§ Work order: In the records that follow, the lines from the one containing "Q: Identify one point on each instance of the rock." to the one containing "Q: Identify one point on each instance of the dark", inclusive, are to be given again exactly.

[Opening Records supplied section]

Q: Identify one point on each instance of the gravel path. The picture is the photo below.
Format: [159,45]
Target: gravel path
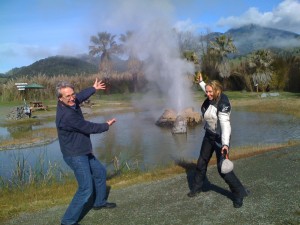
[273,179]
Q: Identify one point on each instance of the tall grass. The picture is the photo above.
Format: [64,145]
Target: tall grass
[24,174]
[117,83]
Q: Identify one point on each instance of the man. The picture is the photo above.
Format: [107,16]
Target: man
[75,144]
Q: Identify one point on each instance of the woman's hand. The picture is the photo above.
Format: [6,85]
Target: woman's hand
[111,121]
[199,77]
[225,150]
[99,85]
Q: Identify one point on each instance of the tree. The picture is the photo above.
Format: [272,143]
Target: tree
[259,64]
[220,48]
[104,45]
[133,63]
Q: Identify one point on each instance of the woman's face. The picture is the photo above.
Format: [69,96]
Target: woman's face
[68,96]
[209,92]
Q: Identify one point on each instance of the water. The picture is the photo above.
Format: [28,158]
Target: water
[137,140]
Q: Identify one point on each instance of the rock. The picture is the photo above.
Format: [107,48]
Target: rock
[167,119]
[17,113]
[193,118]
[180,125]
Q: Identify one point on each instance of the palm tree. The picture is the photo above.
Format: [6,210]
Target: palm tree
[220,48]
[133,63]
[104,45]
[259,64]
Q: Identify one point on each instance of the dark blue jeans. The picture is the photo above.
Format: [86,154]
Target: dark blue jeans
[212,144]
[91,178]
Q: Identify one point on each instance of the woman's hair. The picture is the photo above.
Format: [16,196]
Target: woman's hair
[217,88]
[60,85]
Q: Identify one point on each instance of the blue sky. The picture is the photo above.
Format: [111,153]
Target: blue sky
[35,29]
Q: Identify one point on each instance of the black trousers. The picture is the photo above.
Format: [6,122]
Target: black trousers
[212,143]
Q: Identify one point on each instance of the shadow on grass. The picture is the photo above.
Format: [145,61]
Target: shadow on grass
[190,170]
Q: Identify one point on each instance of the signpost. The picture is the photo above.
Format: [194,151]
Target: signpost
[21,86]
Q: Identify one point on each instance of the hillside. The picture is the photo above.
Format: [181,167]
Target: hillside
[56,65]
[247,39]
[253,37]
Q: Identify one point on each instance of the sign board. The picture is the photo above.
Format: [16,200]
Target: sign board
[21,86]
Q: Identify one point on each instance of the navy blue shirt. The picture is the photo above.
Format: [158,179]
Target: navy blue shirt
[73,130]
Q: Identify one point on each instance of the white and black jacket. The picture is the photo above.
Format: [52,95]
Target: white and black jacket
[216,114]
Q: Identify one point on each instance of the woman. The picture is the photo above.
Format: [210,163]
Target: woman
[216,113]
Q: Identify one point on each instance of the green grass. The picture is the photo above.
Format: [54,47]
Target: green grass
[39,195]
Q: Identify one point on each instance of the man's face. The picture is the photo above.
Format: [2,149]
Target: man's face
[68,96]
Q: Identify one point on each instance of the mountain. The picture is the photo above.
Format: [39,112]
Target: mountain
[253,37]
[246,38]
[55,65]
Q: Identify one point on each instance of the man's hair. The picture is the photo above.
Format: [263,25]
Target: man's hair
[60,85]
[217,88]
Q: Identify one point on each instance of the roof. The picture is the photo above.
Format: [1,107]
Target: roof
[34,86]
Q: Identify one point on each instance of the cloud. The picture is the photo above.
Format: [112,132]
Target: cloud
[187,26]
[285,16]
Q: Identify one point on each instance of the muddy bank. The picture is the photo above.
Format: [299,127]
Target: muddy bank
[271,177]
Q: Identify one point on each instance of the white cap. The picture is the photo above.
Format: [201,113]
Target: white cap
[227,166]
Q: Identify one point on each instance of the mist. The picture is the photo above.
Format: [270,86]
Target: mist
[155,43]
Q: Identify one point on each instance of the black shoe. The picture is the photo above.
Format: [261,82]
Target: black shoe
[238,202]
[107,205]
[71,224]
[194,192]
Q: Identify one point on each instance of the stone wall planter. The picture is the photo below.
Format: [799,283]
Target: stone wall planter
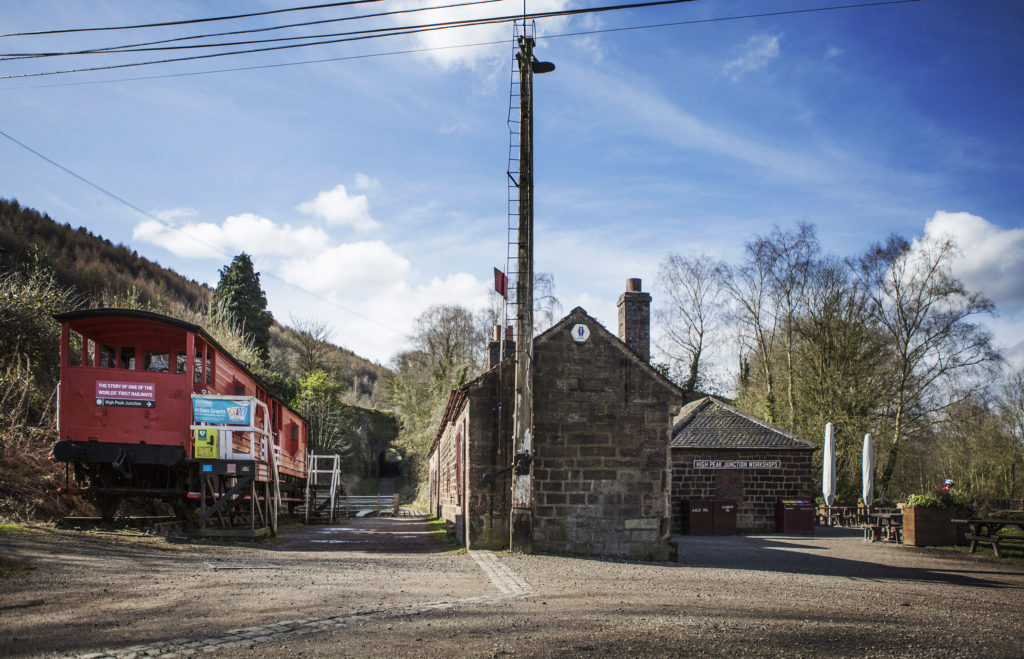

[Closing Records supplied section]

§ Exercise output:
Q: Identify one point on each instance of the rock. The picture is the photo above.
Format: [107,48]
Target: rock
[167,119]
[17,113]
[193,118]
[180,125]
Q: Identify one point on each instance of the palm tree. The picture is the photo above.
Format: [6,210]
Target: palm tree
[220,48]
[133,63]
[104,45]
[259,64]
Q: Identify one point on each instance of the dark blue jeans. The picture is the photo above.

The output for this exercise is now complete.